> **Requirement**
Scale everything from the start of the records down to the line containing "point(362, 150)", both ends included, by writing out all those lines again with each answer coordinate multiplied by 2.55 and rounded to a whole number, halves up. Keep the requests and their format samples unchanged, and leave the pictures out.

Records from a data source:

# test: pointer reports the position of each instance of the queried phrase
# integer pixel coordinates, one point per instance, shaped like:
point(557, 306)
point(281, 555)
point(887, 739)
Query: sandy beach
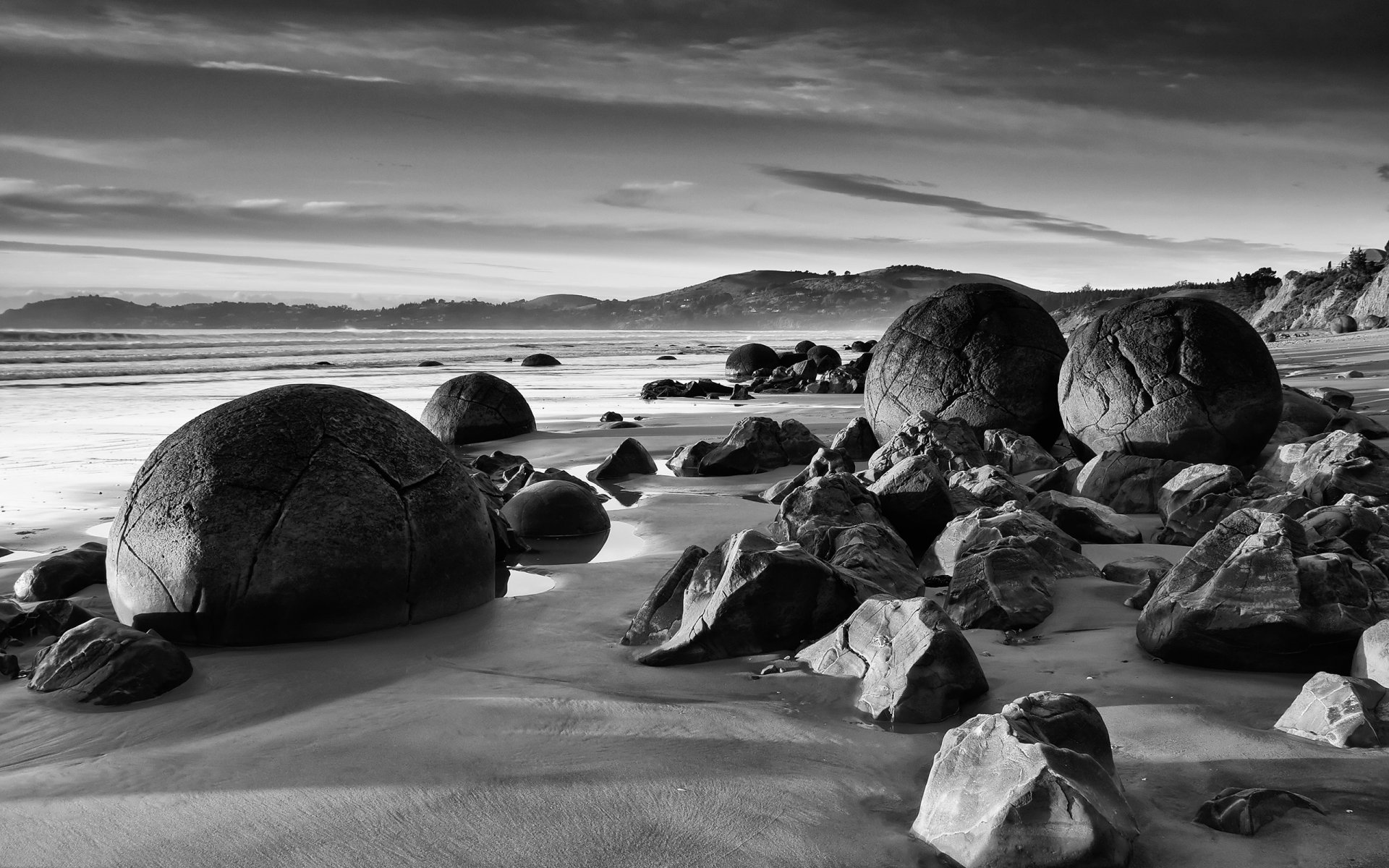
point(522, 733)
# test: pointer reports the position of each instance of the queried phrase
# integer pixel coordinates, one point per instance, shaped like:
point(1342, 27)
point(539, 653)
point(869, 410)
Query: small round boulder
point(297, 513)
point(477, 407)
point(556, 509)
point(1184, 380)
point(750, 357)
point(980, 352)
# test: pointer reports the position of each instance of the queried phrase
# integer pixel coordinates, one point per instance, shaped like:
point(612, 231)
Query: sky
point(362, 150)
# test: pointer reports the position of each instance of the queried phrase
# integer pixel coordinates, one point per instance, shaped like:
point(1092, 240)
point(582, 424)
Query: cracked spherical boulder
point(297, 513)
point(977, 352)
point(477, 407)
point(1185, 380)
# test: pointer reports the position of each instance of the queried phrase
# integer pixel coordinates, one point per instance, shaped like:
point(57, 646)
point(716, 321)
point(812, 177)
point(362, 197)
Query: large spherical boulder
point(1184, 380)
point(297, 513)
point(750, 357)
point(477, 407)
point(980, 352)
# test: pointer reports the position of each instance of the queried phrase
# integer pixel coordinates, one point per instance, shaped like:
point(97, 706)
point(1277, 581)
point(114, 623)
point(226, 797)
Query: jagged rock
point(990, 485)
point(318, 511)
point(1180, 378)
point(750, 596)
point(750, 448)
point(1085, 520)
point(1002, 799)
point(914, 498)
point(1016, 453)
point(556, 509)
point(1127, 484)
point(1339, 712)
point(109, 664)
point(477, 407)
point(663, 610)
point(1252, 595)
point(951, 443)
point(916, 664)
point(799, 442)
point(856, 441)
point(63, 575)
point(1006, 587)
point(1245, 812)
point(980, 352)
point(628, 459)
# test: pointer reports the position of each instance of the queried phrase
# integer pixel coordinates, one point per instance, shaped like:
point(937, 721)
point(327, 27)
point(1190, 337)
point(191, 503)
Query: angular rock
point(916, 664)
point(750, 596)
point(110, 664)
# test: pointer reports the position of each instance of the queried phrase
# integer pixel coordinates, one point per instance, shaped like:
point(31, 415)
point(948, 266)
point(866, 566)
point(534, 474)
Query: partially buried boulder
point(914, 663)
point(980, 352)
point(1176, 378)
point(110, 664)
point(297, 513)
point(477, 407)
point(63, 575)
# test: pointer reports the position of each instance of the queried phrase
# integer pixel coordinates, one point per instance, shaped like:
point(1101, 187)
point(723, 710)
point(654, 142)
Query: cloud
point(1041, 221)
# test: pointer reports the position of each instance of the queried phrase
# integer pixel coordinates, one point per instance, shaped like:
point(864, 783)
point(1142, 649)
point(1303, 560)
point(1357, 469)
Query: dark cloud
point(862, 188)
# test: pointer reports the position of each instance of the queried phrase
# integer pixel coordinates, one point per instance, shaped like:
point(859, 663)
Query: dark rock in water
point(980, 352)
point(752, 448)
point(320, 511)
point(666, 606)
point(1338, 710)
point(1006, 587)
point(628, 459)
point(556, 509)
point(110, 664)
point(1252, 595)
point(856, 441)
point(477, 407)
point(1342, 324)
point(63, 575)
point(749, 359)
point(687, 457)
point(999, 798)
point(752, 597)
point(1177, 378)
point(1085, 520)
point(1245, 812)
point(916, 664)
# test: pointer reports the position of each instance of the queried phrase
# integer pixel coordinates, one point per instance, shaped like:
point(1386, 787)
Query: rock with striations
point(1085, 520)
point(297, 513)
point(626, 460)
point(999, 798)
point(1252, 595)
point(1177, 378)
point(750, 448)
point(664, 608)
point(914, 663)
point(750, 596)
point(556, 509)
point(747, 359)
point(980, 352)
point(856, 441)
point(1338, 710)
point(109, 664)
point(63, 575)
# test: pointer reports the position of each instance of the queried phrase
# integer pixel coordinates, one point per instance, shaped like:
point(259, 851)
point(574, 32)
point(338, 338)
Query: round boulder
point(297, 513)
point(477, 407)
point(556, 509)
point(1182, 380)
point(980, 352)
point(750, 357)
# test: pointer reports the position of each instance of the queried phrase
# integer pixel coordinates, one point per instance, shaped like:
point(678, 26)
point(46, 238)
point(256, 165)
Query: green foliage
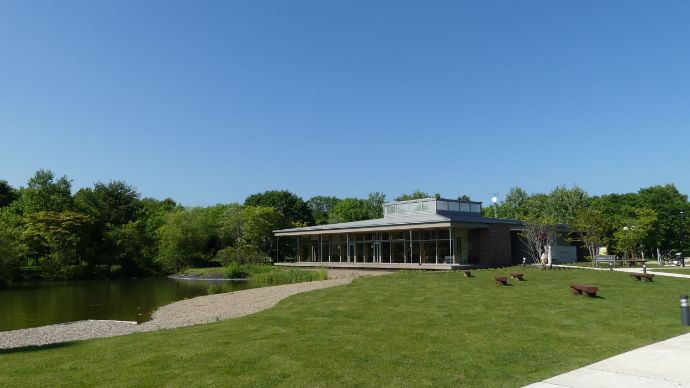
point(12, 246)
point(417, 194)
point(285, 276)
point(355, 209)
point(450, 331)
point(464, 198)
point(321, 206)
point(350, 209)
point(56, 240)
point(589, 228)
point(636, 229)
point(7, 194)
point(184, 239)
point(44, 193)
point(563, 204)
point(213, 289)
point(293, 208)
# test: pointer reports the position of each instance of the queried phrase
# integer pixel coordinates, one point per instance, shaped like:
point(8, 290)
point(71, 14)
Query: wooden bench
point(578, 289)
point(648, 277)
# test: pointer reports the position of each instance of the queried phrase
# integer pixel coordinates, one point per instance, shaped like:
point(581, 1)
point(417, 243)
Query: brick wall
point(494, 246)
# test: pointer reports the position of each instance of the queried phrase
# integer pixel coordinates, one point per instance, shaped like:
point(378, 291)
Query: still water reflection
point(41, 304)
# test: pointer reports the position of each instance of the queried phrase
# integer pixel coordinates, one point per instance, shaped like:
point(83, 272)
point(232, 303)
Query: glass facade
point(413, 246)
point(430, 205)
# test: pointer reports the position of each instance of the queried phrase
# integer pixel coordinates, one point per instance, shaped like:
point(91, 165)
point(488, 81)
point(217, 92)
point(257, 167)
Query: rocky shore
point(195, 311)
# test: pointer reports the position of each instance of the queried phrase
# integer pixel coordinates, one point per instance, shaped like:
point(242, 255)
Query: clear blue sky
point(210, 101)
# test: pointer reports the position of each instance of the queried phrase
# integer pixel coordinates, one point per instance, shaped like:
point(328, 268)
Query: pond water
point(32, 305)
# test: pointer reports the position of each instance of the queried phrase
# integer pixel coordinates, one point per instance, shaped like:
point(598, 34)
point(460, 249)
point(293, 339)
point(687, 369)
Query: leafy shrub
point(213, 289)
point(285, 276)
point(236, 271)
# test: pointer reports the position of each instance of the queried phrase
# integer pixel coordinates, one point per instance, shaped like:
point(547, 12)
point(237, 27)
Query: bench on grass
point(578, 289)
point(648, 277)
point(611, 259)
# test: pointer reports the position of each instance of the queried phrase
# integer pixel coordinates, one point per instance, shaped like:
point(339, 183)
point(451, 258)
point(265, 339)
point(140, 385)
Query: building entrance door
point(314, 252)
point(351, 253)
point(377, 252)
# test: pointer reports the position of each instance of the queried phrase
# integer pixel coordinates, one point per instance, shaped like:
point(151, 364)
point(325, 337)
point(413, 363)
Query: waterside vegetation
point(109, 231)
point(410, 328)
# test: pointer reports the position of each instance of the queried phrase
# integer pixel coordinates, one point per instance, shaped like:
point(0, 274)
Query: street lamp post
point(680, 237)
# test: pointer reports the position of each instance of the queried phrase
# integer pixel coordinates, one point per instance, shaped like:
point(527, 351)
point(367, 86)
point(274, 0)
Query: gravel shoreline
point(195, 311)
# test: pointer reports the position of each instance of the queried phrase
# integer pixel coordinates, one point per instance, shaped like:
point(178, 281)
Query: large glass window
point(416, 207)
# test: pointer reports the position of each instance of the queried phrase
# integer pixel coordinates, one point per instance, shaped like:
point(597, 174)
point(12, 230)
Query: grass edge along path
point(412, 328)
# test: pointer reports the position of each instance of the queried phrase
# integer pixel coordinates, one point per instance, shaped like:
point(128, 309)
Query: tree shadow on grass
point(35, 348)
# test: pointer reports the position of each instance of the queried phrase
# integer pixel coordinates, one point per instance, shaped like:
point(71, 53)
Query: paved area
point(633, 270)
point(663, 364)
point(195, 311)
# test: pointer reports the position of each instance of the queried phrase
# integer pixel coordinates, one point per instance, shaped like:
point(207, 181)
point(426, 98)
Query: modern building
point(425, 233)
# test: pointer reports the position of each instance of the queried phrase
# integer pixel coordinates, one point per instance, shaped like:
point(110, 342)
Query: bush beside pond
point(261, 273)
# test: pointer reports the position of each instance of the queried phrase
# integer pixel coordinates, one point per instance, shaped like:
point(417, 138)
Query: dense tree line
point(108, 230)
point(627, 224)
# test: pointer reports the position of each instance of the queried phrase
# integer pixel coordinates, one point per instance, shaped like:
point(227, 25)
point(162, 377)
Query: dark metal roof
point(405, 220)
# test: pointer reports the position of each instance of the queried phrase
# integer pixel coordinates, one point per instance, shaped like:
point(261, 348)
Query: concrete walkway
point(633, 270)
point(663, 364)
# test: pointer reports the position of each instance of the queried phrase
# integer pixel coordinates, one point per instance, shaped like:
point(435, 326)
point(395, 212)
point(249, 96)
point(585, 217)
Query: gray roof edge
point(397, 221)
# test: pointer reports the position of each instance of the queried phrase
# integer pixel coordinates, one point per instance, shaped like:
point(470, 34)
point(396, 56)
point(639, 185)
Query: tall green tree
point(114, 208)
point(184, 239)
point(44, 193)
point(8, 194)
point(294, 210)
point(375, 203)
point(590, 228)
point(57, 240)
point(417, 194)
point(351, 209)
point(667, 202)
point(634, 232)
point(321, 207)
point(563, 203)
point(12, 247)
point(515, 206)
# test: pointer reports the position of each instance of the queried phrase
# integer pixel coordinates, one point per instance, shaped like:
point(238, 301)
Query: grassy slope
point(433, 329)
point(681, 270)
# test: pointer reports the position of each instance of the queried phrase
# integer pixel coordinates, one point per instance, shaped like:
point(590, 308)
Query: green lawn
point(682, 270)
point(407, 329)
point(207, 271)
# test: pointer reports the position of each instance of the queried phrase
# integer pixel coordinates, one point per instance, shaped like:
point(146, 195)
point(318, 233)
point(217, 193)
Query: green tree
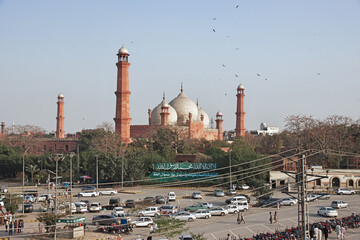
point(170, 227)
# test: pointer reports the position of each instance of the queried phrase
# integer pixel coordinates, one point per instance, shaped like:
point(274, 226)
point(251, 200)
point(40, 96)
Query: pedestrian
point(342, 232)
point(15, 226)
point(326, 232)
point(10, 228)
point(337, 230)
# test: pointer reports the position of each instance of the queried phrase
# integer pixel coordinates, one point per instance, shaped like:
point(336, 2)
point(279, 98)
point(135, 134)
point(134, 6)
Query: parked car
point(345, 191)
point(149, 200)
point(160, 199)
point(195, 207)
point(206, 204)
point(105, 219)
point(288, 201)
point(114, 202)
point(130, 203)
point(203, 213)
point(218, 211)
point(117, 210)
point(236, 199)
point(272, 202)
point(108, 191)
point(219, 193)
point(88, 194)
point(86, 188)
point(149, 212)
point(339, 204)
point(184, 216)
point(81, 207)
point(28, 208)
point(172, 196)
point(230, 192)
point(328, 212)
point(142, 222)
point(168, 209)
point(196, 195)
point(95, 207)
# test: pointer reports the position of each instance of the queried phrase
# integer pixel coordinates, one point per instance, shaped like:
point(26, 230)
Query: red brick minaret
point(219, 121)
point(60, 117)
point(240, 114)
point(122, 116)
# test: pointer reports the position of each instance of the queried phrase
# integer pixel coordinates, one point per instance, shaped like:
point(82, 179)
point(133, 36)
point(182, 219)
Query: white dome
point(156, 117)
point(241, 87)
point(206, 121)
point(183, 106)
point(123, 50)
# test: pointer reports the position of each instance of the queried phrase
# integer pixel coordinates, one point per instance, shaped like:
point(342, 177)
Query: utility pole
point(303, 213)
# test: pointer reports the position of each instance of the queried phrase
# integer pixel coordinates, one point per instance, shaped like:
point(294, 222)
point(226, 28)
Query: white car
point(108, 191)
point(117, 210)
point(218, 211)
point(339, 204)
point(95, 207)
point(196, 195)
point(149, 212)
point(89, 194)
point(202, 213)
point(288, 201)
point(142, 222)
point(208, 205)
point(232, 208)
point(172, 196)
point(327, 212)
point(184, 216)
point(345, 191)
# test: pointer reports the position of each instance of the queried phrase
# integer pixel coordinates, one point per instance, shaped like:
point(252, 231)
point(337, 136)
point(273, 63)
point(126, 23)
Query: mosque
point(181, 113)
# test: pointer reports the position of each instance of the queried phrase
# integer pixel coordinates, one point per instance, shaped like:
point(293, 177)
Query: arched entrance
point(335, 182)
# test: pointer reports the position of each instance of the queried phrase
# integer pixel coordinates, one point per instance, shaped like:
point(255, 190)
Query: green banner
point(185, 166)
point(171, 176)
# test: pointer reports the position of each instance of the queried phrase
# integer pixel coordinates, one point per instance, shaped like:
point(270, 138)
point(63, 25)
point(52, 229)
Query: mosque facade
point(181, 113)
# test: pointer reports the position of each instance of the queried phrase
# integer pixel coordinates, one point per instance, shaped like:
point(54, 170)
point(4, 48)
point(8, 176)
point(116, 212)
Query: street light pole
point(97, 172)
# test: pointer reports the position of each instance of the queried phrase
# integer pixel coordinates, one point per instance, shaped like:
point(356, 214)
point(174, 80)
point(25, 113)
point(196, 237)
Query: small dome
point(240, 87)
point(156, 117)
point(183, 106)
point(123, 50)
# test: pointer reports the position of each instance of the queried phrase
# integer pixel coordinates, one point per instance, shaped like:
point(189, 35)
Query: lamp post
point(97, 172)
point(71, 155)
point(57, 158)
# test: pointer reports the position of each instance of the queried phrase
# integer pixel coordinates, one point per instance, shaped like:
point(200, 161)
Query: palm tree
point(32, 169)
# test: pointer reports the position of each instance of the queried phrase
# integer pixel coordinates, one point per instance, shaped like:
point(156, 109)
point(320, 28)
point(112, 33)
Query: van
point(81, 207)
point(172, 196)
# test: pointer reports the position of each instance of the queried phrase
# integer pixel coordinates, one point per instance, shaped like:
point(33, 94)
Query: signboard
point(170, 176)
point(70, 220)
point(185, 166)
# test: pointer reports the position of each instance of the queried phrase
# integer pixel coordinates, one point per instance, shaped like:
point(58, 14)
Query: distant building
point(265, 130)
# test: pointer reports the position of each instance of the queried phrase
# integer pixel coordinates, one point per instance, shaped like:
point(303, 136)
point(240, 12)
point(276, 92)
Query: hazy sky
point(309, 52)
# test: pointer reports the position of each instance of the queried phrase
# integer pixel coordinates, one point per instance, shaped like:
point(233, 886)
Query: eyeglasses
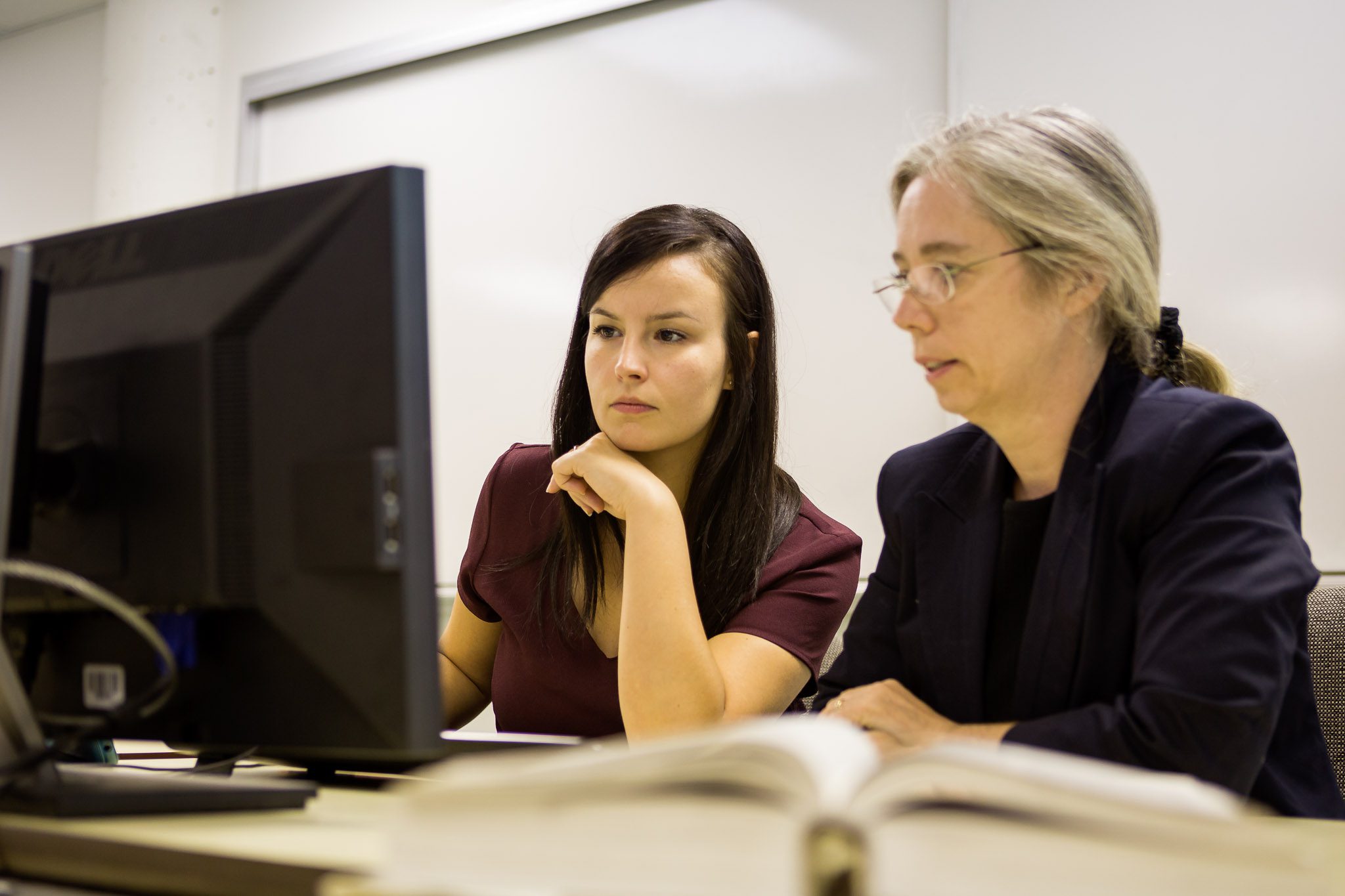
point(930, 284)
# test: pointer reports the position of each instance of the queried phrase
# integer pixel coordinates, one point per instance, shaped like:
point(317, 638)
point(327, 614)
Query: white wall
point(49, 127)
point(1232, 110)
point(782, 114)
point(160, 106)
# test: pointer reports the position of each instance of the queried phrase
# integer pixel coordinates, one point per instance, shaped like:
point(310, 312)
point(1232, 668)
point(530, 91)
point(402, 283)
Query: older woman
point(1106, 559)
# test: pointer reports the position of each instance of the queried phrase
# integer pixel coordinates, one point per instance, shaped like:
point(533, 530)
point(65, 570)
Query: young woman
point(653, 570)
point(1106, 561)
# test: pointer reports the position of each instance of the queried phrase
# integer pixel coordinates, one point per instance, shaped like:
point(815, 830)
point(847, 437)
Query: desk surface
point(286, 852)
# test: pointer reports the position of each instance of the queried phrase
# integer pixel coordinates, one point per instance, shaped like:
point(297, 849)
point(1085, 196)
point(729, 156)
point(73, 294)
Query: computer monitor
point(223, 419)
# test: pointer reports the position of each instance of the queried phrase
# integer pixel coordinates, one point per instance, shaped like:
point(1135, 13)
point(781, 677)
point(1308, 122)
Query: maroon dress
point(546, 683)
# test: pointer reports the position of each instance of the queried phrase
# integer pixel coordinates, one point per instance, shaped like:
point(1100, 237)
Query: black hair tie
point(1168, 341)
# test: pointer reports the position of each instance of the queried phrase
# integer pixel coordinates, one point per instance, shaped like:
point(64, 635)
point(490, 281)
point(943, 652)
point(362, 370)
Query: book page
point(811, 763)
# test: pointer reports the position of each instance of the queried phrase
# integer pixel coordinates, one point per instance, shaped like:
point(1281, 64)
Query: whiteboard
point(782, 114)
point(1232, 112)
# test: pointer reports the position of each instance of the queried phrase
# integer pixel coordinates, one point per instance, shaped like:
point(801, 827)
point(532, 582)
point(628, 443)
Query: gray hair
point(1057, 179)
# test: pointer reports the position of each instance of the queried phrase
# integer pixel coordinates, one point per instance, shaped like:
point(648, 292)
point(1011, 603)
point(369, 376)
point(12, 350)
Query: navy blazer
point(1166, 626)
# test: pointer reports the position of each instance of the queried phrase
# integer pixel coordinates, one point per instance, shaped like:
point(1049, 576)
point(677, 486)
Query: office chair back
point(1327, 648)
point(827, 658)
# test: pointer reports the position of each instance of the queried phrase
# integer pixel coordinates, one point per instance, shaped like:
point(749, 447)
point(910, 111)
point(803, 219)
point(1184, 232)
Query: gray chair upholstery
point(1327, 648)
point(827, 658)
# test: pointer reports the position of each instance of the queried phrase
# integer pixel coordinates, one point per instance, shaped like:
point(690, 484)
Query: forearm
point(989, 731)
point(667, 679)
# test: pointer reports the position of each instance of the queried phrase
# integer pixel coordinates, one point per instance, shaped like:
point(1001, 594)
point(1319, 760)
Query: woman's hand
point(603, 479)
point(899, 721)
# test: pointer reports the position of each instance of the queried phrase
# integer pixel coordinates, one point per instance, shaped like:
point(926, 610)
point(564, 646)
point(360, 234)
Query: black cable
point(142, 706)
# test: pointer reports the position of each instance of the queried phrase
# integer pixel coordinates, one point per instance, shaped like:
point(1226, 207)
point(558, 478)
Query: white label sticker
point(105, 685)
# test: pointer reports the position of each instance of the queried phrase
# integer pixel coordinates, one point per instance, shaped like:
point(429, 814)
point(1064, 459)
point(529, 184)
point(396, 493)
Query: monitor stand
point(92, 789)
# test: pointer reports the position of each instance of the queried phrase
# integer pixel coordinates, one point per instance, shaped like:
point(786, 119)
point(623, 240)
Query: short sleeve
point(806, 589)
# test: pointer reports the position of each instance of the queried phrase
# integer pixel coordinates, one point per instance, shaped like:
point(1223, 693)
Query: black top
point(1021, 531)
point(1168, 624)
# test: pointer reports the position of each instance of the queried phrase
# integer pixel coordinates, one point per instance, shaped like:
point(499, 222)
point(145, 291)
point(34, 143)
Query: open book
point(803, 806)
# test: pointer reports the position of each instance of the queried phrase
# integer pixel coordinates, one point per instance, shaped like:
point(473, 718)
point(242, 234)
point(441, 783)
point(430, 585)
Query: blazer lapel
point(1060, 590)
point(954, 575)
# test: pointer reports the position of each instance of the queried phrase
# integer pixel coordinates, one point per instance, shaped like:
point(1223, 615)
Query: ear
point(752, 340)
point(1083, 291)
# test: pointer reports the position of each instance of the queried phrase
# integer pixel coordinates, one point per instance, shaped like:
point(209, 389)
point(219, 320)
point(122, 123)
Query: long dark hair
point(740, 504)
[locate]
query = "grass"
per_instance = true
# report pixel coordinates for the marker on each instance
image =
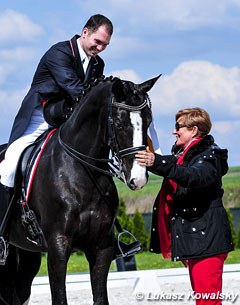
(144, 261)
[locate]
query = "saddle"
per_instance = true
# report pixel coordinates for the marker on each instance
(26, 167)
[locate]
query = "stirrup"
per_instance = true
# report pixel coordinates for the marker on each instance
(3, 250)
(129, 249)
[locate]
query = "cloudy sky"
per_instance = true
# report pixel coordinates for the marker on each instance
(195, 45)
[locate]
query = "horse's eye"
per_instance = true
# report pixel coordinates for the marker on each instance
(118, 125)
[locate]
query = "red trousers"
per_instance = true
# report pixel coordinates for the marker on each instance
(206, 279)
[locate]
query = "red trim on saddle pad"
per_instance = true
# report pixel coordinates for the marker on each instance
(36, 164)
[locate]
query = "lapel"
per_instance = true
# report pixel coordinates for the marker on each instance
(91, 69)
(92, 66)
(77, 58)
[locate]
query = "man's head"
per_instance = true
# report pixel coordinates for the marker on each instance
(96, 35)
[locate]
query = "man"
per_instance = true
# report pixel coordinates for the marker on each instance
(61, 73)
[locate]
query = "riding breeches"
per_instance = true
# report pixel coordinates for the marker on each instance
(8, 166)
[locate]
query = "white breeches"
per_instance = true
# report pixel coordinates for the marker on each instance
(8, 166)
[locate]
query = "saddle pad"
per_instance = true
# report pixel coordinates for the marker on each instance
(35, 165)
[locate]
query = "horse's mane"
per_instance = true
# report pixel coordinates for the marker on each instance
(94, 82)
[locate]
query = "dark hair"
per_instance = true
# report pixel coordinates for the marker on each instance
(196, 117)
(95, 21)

> **Correct output**
# test: pointer reports the position of each instance of the queried phrase
# integer pixel coordinates, one point per instance, shaped like:
point(557, 306)
point(281, 555)
point(887, 739)
Query: sandy beach
point(1331, 1869)
# test: pointer reports the position of each instance of the queried phrase
# integer pixel coordinates, one point per instance, shaped like:
point(1342, 27)
point(539, 653)
point(869, 410)
Query: small round boulder
point(757, 1308)
point(1216, 1038)
point(1418, 1298)
point(3019, 969)
point(1913, 910)
point(2499, 898)
# test: pointer reports the position of each instance of the queried phrase
# integer pixel coordinates, one point per instance, shaped like:
point(612, 231)
Query: sky
point(923, 383)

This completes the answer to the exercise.